§ **EXERCISE BRIEF**
Looking at the listing beneath, work out how many lines hold "yellow" and report only that figure.

§ **DATA SHOWN**
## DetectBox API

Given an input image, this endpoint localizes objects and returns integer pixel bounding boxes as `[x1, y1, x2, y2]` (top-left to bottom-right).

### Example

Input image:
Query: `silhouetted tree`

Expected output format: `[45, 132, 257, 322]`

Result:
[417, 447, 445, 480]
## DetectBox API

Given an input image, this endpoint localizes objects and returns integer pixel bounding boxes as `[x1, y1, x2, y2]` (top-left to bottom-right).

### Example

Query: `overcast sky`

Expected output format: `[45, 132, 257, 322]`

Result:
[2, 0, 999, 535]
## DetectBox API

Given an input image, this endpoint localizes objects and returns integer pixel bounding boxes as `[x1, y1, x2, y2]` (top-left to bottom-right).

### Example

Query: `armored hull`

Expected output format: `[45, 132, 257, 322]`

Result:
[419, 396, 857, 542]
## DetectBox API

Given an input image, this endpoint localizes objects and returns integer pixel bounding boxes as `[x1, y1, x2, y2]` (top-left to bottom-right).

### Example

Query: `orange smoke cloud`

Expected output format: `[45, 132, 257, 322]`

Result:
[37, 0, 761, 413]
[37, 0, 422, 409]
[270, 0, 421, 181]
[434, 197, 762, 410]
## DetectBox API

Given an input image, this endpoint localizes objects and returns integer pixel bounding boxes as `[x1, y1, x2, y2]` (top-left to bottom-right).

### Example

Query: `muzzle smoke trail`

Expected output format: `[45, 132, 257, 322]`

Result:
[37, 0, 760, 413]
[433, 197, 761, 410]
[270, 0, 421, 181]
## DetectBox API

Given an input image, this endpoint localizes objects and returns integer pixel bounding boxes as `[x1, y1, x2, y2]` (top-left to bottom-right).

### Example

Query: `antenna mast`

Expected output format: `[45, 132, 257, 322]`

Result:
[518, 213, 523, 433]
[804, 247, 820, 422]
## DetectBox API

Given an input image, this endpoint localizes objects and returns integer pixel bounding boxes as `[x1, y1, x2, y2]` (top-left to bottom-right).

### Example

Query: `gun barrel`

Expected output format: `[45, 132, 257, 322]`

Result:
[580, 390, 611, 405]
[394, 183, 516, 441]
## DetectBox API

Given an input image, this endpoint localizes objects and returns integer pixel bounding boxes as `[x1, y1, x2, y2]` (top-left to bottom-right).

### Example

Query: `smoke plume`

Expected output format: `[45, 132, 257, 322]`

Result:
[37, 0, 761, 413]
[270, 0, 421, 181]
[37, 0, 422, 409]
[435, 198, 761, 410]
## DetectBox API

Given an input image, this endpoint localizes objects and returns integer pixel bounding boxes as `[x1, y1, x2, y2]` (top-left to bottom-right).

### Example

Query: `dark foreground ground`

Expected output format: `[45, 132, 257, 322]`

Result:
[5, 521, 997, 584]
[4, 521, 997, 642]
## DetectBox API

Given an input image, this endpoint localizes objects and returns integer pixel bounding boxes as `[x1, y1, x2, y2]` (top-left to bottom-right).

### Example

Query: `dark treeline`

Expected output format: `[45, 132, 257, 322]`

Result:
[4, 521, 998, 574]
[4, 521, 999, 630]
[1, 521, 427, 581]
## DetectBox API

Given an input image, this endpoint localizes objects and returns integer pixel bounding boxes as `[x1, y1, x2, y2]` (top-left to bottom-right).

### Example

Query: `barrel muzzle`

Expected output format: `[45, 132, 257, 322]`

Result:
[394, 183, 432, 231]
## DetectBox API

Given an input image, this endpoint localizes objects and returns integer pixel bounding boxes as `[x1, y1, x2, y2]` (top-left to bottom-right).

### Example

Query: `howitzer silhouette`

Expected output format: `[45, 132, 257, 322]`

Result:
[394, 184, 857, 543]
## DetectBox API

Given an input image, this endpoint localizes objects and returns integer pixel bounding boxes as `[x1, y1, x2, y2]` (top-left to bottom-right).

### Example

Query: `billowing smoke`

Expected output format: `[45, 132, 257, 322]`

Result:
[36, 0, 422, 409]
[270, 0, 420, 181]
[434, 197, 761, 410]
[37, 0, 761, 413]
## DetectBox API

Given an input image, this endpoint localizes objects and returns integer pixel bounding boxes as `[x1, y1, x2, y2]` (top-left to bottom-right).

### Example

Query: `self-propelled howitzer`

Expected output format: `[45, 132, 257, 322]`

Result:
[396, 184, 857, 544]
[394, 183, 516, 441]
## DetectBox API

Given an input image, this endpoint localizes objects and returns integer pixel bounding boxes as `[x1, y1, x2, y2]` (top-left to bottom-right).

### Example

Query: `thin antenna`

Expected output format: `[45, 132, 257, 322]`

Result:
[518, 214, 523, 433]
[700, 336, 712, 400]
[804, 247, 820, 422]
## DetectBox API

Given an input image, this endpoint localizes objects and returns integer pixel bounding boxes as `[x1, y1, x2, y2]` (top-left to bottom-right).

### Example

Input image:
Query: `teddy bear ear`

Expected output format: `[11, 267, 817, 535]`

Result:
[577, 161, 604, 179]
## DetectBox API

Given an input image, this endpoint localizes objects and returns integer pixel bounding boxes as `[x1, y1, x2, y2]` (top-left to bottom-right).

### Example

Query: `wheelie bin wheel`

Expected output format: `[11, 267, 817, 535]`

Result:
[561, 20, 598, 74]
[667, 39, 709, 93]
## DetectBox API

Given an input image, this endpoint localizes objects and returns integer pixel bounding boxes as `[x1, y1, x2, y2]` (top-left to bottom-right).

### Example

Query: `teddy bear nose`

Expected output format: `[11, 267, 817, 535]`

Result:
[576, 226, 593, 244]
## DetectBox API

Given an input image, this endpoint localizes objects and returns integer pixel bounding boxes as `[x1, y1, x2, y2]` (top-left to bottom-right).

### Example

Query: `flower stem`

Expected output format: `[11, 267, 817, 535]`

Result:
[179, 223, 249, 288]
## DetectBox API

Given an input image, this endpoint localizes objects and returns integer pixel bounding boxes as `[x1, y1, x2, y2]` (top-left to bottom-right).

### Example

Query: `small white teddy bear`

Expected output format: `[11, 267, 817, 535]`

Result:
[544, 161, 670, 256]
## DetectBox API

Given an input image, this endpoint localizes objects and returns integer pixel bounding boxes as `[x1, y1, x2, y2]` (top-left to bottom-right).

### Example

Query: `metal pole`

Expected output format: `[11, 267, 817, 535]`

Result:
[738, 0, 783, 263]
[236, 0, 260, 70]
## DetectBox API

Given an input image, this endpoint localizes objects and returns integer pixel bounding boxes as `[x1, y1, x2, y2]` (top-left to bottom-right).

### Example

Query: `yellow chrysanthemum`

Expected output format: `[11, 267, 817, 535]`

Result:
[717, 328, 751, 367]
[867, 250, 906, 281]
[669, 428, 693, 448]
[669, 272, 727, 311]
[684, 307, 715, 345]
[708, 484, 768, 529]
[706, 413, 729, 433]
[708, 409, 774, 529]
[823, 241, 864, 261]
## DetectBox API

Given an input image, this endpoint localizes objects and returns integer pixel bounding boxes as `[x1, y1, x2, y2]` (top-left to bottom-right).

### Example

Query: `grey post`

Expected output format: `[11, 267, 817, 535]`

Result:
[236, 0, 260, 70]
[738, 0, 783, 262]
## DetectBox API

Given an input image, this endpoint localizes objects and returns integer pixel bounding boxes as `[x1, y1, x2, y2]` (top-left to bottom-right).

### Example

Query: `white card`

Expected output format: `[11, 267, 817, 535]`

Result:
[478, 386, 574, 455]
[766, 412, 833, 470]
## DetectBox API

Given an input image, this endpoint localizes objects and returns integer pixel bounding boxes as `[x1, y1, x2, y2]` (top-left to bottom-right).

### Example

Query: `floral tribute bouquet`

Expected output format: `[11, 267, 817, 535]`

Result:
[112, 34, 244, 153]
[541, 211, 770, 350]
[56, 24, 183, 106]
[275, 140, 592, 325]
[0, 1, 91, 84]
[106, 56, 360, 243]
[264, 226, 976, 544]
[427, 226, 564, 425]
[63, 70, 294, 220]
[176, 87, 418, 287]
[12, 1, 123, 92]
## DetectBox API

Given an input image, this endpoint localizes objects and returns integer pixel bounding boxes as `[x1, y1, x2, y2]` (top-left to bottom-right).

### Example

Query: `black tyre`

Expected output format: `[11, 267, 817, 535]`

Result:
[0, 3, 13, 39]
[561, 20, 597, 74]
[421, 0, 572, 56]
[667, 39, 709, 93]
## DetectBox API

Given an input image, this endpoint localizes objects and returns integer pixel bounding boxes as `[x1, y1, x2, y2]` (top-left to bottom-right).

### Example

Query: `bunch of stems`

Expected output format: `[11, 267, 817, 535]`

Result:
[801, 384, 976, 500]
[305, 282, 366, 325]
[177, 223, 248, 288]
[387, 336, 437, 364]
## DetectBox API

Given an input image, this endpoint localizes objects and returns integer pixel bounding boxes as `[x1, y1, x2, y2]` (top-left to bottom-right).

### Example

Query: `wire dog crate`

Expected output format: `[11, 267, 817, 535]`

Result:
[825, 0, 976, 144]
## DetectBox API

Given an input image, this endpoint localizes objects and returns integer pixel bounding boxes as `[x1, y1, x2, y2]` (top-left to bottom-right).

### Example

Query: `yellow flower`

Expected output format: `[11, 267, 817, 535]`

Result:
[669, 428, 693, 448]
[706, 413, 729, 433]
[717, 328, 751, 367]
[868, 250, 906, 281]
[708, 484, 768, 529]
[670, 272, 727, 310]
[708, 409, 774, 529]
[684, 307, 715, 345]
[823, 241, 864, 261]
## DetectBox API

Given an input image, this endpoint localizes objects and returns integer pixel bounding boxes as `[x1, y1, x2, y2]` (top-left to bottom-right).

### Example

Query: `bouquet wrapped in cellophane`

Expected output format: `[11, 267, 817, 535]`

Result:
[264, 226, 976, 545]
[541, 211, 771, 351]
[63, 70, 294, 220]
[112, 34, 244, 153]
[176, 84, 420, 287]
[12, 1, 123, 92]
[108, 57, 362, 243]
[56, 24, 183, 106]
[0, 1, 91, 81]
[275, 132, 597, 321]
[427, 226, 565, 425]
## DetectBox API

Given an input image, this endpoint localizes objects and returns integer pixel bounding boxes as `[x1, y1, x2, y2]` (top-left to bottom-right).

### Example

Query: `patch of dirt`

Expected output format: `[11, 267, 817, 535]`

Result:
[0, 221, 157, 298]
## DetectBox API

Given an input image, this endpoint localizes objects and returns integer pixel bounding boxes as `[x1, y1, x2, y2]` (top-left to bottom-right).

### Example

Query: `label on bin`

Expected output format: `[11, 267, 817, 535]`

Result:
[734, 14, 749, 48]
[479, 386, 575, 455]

§ **RESPONSE BOX**
2